━━ DATA FOR THIS EXERCISE

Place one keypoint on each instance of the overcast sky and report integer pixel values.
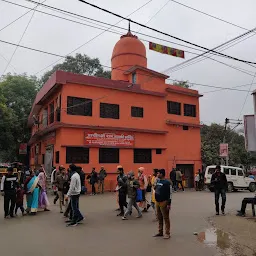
(61, 37)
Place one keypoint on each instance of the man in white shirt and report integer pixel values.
(74, 193)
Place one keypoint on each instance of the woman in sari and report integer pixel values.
(43, 199)
(32, 193)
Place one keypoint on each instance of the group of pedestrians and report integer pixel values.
(176, 177)
(161, 191)
(13, 190)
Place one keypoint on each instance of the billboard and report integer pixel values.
(166, 50)
(23, 149)
(250, 133)
(223, 150)
(110, 139)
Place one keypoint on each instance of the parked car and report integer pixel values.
(235, 176)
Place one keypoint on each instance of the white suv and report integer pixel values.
(235, 177)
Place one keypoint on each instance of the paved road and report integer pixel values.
(105, 234)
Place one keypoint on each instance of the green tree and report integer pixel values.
(212, 136)
(17, 93)
(184, 84)
(80, 64)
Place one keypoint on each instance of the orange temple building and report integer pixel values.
(133, 119)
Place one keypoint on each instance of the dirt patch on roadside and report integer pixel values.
(242, 231)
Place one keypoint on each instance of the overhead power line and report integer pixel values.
(230, 43)
(115, 32)
(9, 24)
(209, 15)
(164, 33)
(150, 76)
(23, 34)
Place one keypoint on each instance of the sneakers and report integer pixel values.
(80, 219)
(240, 214)
(72, 224)
(158, 235)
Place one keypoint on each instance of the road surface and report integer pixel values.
(103, 233)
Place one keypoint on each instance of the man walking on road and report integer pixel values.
(163, 192)
(9, 184)
(61, 179)
(74, 193)
(219, 181)
(102, 176)
(132, 186)
(179, 179)
(122, 189)
(173, 179)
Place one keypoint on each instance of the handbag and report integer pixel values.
(138, 195)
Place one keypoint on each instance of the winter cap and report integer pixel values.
(218, 167)
(162, 171)
(141, 169)
(130, 174)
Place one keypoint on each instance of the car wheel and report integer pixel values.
(252, 187)
(230, 187)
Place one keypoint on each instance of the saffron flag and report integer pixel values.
(166, 50)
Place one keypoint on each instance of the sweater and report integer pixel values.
(163, 191)
(75, 185)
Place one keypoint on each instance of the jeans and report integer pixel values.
(68, 212)
(93, 189)
(163, 217)
(75, 209)
(218, 193)
(61, 198)
(19, 207)
(101, 186)
(122, 201)
(132, 203)
(9, 197)
(247, 200)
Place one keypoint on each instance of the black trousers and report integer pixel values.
(180, 182)
(122, 201)
(69, 212)
(93, 188)
(9, 203)
(19, 207)
(247, 200)
(218, 193)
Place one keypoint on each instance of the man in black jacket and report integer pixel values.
(173, 179)
(219, 181)
(122, 189)
(9, 184)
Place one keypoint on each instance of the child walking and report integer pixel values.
(19, 200)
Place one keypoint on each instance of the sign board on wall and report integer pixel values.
(23, 149)
(111, 139)
(223, 150)
(250, 133)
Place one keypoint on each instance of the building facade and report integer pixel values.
(133, 119)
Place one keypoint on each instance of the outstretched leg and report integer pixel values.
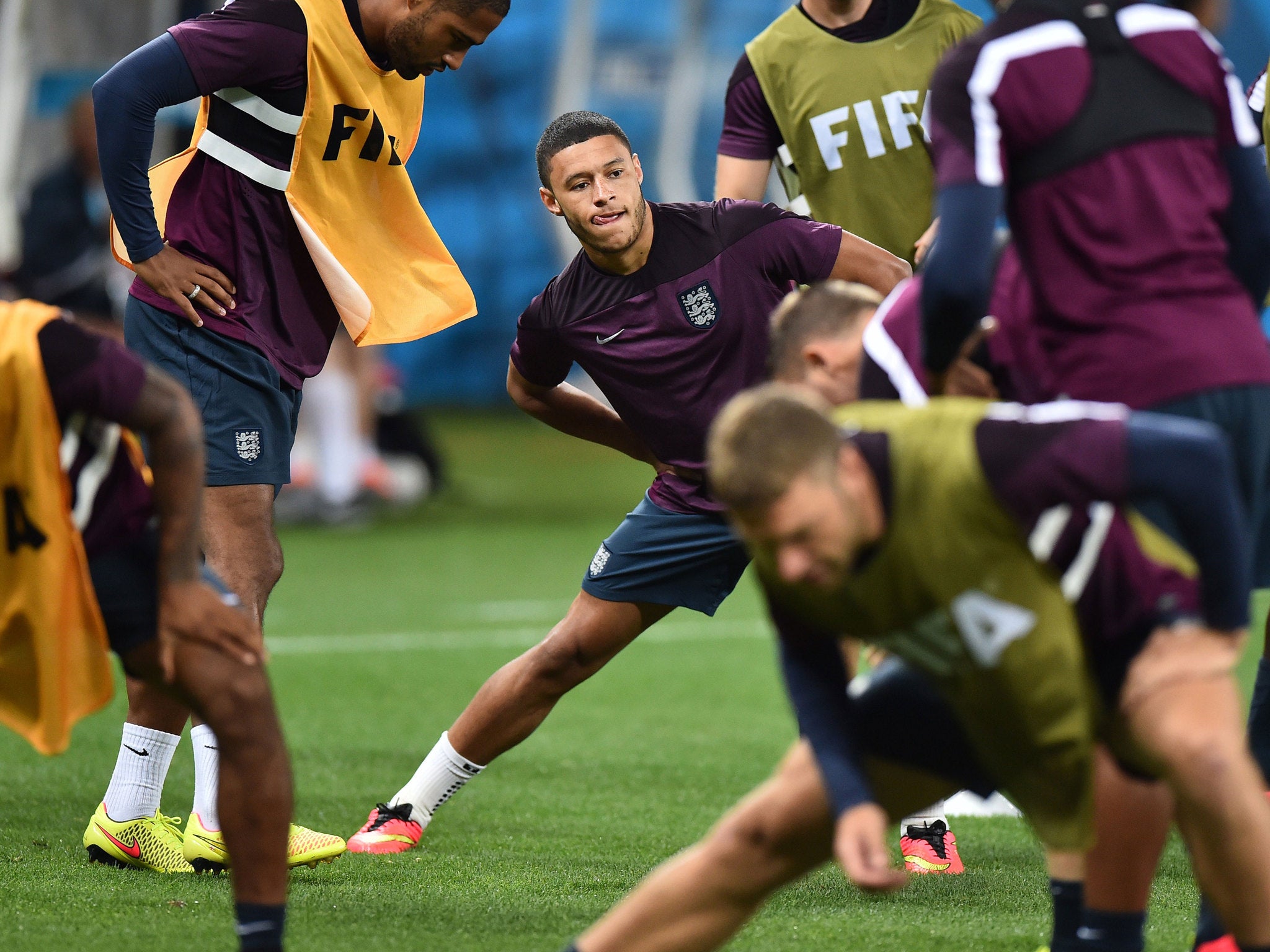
(1184, 708)
(699, 899)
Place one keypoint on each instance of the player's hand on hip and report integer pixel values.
(922, 247)
(860, 848)
(187, 283)
(193, 612)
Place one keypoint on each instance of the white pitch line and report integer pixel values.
(665, 632)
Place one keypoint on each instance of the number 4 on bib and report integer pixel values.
(988, 625)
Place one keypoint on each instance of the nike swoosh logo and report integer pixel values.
(213, 843)
(134, 851)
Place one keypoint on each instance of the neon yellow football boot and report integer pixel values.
(149, 843)
(205, 850)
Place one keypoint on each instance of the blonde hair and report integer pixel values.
(825, 310)
(762, 441)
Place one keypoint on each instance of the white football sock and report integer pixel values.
(140, 771)
(441, 775)
(935, 811)
(207, 774)
(332, 400)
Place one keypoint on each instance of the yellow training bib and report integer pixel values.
(383, 263)
(54, 655)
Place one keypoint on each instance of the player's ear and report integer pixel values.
(549, 201)
(814, 357)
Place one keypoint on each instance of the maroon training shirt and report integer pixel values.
(1126, 253)
(224, 219)
(673, 342)
(892, 367)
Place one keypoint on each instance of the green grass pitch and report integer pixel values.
(380, 639)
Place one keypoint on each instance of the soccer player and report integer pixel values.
(666, 307)
(836, 89)
(1141, 208)
(93, 553)
(1028, 560)
(251, 248)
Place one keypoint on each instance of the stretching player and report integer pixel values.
(982, 544)
(277, 224)
(1146, 296)
(826, 90)
(84, 563)
(666, 307)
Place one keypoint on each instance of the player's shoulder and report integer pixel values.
(286, 14)
(734, 219)
(951, 15)
(1019, 32)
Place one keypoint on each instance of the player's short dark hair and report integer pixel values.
(466, 8)
(571, 130)
(762, 441)
(825, 310)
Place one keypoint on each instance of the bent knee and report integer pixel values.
(238, 703)
(760, 843)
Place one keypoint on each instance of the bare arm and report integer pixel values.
(567, 409)
(189, 609)
(864, 262)
(741, 178)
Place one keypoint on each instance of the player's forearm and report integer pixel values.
(569, 410)
(125, 104)
(958, 277)
(1188, 467)
(817, 682)
(865, 263)
(168, 418)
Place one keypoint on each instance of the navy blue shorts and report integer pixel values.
(249, 412)
(667, 559)
(126, 580)
(1244, 415)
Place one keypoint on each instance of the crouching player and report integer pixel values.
(984, 545)
(110, 557)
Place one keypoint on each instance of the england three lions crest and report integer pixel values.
(248, 444)
(700, 305)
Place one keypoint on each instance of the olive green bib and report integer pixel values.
(851, 118)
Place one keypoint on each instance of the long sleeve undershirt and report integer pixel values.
(125, 102)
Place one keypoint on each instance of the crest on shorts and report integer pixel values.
(700, 305)
(600, 562)
(248, 444)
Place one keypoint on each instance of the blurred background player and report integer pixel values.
(229, 299)
(66, 235)
(666, 307)
(130, 550)
(355, 446)
(1163, 678)
(1018, 127)
(836, 90)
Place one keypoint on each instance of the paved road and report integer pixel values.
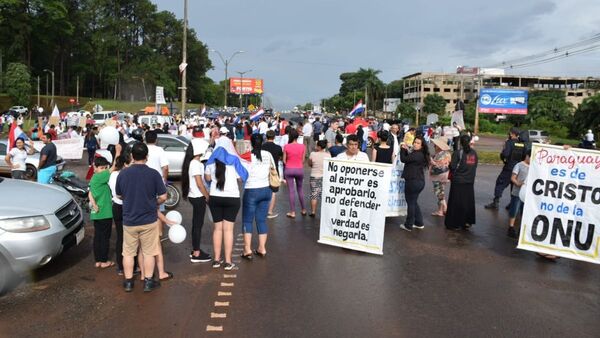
(428, 283)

━━━━

* _TASK DESCRIPTION_
Exclude the pictures, and output exactly the lines from the one with "Place one keypoint on each instance of the stretching" through the last line of the records, both included.

* _TASK RESPONSE_
Place one keypoint on each instance of the stretching player and report integer pixel values.
(982, 544)
(277, 224)
(1146, 296)
(826, 90)
(84, 563)
(666, 307)
Place one keypoint on each instance of the player's shoulder and report integer pixel values.
(286, 14)
(734, 219)
(951, 15)
(1019, 32)
Place one keypoint on each instance of the player's short dark hair and report integer pixel values.
(466, 8)
(571, 130)
(762, 441)
(825, 310)
Place one keypoint on each instance of the bent knee and report integer pixel values.
(238, 703)
(760, 843)
Place one keypoint on each instance of the bare arm and report integer pixel values.
(567, 409)
(189, 609)
(864, 262)
(741, 178)
Place one keypoint on each instance of the player's forearm and report integer pixel values.
(569, 410)
(125, 104)
(958, 277)
(1188, 467)
(817, 682)
(865, 263)
(168, 418)
Place one keypoint on each instance of the navy blue shorts and report integer pixel values.
(249, 412)
(667, 559)
(126, 580)
(1244, 415)
Place one keypoint on each instance of the crouching player and report integer pixel values.
(984, 545)
(110, 557)
Place one keypoint on each instance of the england three lions crest and report integer pixel values.
(248, 444)
(700, 305)
Place one keypoint on each instance of the olive green bib and report integer pixel values.
(851, 118)
Place one keypoint on each instance of the long sleeve undershirt and report integer pixel values.
(125, 102)
Place one keypoint on each instance of the crest on shorts and report integer pixel values.
(700, 305)
(600, 562)
(248, 444)
Place one keypoint on each instance of the blurred background player and report integer pixel values.
(229, 299)
(66, 235)
(666, 307)
(130, 550)
(355, 446)
(1163, 678)
(1018, 127)
(836, 90)
Place one keypoint on each instance of the paved road and report integer pixel values.
(428, 283)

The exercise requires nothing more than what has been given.